• _Items_

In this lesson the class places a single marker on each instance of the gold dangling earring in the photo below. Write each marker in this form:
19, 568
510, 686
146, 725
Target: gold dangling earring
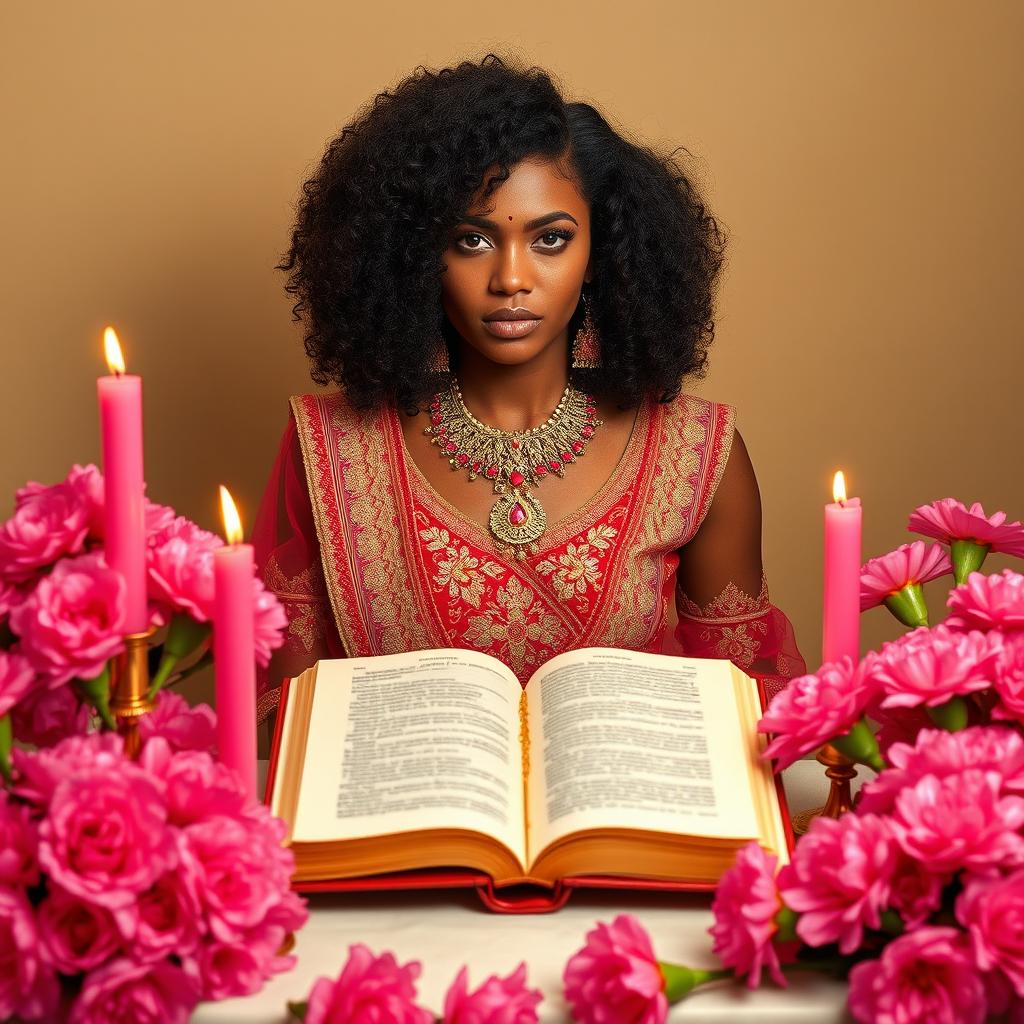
438, 360
587, 344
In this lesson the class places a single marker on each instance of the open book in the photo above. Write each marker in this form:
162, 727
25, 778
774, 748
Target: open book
609, 762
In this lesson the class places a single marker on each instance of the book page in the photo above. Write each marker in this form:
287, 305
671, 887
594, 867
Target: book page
401, 742
621, 739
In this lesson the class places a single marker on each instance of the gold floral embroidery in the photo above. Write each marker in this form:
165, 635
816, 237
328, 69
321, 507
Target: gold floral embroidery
732, 604
577, 568
515, 628
459, 570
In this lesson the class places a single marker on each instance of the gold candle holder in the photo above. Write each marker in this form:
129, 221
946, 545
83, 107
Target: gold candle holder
129, 683
840, 772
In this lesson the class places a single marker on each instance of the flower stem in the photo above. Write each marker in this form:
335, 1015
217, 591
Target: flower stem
680, 981
967, 557
951, 716
6, 740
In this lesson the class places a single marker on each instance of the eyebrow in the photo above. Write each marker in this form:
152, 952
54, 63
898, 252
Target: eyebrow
528, 226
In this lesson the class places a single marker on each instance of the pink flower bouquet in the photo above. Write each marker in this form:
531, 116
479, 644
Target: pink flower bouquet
61, 608
135, 889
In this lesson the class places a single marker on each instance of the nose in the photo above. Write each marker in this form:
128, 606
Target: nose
512, 270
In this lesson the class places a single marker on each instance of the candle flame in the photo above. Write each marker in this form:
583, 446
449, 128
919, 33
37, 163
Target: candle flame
232, 523
112, 348
839, 487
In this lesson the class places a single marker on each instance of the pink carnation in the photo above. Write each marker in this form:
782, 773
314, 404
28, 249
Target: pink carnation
270, 622
924, 977
28, 984
817, 708
1010, 679
614, 976
949, 520
143, 993
839, 881
18, 842
961, 820
747, 901
184, 727
105, 837
180, 567
76, 935
48, 523
46, 717
992, 911
936, 667
498, 1000
370, 989
988, 602
16, 677
74, 621
909, 563
939, 754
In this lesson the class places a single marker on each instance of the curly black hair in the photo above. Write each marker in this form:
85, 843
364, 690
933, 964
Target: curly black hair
373, 223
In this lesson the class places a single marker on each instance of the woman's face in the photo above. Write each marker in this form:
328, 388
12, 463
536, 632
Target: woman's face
527, 249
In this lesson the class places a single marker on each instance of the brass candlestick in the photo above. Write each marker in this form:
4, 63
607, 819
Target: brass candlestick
129, 683
840, 771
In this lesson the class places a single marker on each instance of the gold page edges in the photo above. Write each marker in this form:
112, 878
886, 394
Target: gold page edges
286, 802
524, 748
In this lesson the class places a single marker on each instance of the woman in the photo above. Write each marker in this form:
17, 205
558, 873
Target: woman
507, 295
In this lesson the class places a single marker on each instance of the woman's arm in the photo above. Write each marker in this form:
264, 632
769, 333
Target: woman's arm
722, 594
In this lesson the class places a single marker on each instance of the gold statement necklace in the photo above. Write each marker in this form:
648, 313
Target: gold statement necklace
513, 460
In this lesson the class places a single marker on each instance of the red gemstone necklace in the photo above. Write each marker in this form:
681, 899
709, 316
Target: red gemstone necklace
513, 460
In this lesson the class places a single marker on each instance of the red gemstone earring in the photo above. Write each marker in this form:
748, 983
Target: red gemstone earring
587, 344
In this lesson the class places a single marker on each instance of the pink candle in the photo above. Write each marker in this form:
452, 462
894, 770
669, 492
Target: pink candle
235, 649
121, 424
841, 619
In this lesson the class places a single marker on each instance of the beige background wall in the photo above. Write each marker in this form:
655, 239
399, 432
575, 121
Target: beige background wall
866, 160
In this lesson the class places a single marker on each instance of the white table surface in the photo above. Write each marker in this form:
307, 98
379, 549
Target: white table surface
445, 930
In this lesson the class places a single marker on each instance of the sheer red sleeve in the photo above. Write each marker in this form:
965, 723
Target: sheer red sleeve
288, 559
722, 593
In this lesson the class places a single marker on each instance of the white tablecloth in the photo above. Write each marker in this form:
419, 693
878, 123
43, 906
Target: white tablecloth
443, 931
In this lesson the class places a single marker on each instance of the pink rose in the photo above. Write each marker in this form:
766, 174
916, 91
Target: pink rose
46, 717
233, 871
180, 566
988, 602
16, 677
961, 820
143, 993
197, 786
614, 976
105, 837
28, 985
75, 935
924, 977
167, 920
48, 523
938, 753
1010, 679
183, 727
817, 708
498, 1000
18, 842
370, 989
992, 911
744, 907
74, 621
39, 772
839, 879
270, 622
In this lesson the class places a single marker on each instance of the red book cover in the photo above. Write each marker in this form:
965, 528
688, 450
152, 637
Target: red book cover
504, 899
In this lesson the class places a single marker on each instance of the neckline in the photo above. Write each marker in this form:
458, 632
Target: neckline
556, 534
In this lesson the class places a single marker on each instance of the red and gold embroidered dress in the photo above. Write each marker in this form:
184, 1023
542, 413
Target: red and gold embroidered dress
369, 559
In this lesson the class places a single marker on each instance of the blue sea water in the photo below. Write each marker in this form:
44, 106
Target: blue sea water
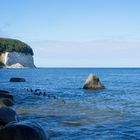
75, 113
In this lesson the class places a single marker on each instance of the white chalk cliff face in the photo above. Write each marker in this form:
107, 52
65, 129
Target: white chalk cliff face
17, 60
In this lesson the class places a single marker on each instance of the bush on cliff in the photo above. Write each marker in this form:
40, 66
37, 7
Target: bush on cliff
13, 45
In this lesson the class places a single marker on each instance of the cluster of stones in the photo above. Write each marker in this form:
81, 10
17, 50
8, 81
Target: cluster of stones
93, 82
11, 128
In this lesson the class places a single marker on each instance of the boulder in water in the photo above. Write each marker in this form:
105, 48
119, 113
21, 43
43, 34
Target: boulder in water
6, 102
8, 96
7, 115
4, 92
93, 82
16, 79
22, 131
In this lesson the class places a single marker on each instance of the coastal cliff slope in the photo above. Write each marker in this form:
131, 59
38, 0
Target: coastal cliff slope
15, 54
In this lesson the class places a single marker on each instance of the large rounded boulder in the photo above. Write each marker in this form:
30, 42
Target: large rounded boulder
93, 82
6, 102
22, 131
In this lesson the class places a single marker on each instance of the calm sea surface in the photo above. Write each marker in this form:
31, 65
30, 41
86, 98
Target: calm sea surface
68, 112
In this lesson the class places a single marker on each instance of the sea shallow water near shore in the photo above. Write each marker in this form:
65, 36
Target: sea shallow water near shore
75, 113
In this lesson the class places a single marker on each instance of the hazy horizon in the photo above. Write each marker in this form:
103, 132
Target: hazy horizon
75, 33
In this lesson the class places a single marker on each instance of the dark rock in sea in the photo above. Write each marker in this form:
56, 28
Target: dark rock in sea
7, 115
16, 79
6, 102
22, 131
4, 92
93, 82
8, 96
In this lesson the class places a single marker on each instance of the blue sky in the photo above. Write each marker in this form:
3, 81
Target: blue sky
72, 22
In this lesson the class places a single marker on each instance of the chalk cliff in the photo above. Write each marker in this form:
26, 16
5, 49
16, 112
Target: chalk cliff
17, 60
15, 54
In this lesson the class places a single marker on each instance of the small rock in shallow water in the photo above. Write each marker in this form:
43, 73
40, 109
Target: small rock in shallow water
7, 115
4, 92
22, 131
93, 82
6, 102
8, 96
16, 79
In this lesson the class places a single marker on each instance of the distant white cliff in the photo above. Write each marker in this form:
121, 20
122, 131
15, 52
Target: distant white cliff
17, 60
15, 54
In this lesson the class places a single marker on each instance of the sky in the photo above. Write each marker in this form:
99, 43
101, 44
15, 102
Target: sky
75, 33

• _Short exercise_
Output only the lines running from the line with "of the chalk" through the final line of the data, inclusive.

• _Result_
In this lesson the class places a single marker on each instance of the chalk cliff in the photo above. Write each marker in this form:
26, 16
5, 49
16, 112
Target: chalk cliff
17, 60
15, 54
In this lesson the class places a single marker on each instance of the small rock in shallow water in the photo above. Write each marker in this form:
43, 73
40, 109
Target: small rock in shallow water
7, 115
4, 92
22, 131
93, 82
6, 102
8, 96
16, 79
In this lesson the class places a single marker on each instance of the distant white cliff in the photo above. Write each marker in this form:
121, 20
122, 131
15, 52
Target: distant white cliff
17, 60
15, 54
In this lesson the class places a single marker on each instance of the sky in the photo above. Write each marker in this form:
99, 43
101, 44
15, 102
Target: sky
75, 33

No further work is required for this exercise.